GIVEN TEXT
........

Voices

The Accidental Hoya: A Joke Gone Too Far

February 25, 2016


My Georgetown application was intended as a joke. After wrangling with the Common App for weeks and submitting more essays, SAT scores, and portfolios than I can count, I grew increasingly apathetic, and knew that my chances of getting into Georgetown were limited—I was never the president of any clubs, much less my school, or enrolled in an IB program. I never played a sport, or interned at a company, and I barely scraped the fifteen hours of community service required for my diploma. I didn’t know what Vineyard Vines was and had no interest in interning on the Hill.

I had planned on spending four years giving stick and poke tattoos, inhaling charcoal dust, and buzzing off my hair in strange patterns at art school.The lingering doubt that art wasn’t the right career path for me was what prevented me from applying exclusively to art schools.

In the spirit of sticking it to the man, or what I imagined to be a WASP’y admissions officer, l submitted to Georgetown an art portfolio almost entirely composed of satanic symbolism. All my image sizes were 666, I had thirteen pieces, and many were either subtle or blatant criticisms of religious institutions. In my SFS essay, I cited abortion as an effective solution to many global issues, including gender disparity and climate change.

Looking back, I question why I wasted an incredible amount of time, energy, and money on a school everyone knew I might get rejected from. But, in the haze of existential crises and emotional trauma that come with college application season, I had convinced myself that, at the very least, my future art friends and I could laugh about sending an anti-religious application to a Jesuit university.

My Georgetown application was all fun and games until I received my acceptance letter. The information was so unexpected that for a week after its arrival I was convinced that someone was trying to scam me into paying a 900 dollar deposit, or that an admissions officer wanted to reform me. What I did next was even more unexpected—I payed the deposit to Georgetown instead of RISD, the design school I had dreamt of attending since childhood.

........

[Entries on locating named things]

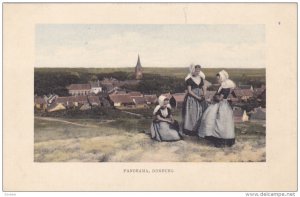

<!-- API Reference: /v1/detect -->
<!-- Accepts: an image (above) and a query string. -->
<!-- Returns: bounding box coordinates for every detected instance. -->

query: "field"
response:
[34,67,266,162]
[35,67,266,79]
[34,108,266,162]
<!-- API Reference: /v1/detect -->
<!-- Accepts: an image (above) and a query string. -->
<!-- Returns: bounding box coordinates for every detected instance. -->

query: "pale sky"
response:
[35,24,265,68]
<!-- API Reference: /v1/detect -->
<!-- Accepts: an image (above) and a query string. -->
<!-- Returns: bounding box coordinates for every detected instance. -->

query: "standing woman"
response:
[182,65,207,135]
[198,70,235,147]
[150,95,181,141]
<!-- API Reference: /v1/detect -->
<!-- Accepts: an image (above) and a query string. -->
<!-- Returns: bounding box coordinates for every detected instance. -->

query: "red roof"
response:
[109,94,133,104]
[55,95,88,105]
[144,94,157,103]
[34,96,46,104]
[68,84,91,90]
[131,96,146,104]
[88,96,101,105]
[128,92,143,96]
[253,88,265,96]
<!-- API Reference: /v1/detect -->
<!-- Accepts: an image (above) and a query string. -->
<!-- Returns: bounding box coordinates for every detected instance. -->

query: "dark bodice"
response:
[155,108,171,118]
[185,78,204,89]
[216,88,230,99]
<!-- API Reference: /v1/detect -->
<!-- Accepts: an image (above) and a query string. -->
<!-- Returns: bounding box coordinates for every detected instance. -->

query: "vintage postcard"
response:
[3,3,297,191]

........

TO BE DONE
a) Copy the passage of the Georgetown application essay from "I had planned" up to and including "to art schools.".
b) Repeat the listing from its start up to and including the line with "[150,95,181,141]", leaving out the pictures.

ANSWERS BELOW
a)
I had planned on spending four years giving stick and poke tattoos, inhaling charcoal dust, and buzzing off my hair in strange patterns at art school.The lingering doubt that art wasn’t the right career path for me was what prevented me from applying exclusively to art schools.

b)
<!-- API Reference: /v1/detect -->
<!-- Accepts: an image (above) and a query string. -->
<!-- Returns: bounding box coordinates for every detected instance. -->

query: "field"
response:
[34,67,266,162]
[35,67,266,79]
[34,108,266,162]
<!-- API Reference: /v1/detect -->
<!-- Accepts: an image (above) and a query string. -->
<!-- Returns: bounding box coordinates for every detected instance. -->

query: "pale sky"
response:
[35,24,265,68]
<!-- API Reference: /v1/detect -->
<!-- Accepts: an image (above) and a query string. -->
<!-- Returns: bounding box coordinates for every detected instance. -->

query: "standing woman"
response:
[182,65,207,135]
[198,70,235,147]
[150,95,181,141]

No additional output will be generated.